__Requirement__
Count the lines in the listing below that contain the string "water". Reply with only that number.

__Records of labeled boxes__
....................

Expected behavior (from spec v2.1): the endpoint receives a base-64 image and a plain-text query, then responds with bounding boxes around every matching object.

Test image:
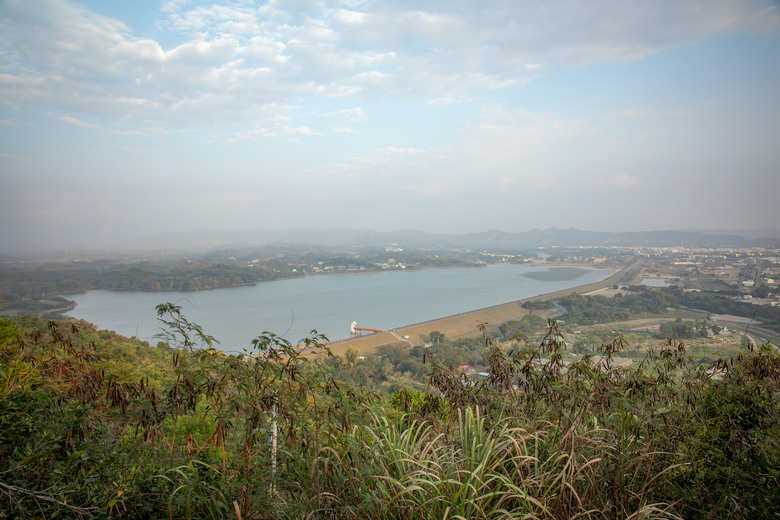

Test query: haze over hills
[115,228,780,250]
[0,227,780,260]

....................

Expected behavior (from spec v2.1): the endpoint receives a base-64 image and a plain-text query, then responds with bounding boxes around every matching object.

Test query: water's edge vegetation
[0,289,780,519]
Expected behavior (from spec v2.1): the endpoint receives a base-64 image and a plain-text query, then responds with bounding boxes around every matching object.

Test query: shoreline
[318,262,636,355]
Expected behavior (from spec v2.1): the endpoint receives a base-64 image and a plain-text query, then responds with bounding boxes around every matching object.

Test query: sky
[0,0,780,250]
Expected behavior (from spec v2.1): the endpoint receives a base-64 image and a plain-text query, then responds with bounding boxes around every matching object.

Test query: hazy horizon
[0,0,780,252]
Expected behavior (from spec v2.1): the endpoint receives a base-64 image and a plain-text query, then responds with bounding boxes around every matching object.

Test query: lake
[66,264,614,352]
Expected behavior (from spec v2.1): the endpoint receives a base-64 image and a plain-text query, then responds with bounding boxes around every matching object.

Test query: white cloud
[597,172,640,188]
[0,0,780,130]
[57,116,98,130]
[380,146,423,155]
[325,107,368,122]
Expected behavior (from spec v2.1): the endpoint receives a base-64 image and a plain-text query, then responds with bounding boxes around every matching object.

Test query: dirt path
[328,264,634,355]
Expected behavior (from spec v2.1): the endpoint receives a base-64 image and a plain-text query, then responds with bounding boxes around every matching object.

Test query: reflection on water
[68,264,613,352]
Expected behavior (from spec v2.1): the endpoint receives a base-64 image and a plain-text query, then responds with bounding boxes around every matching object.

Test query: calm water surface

....................

__The result__
3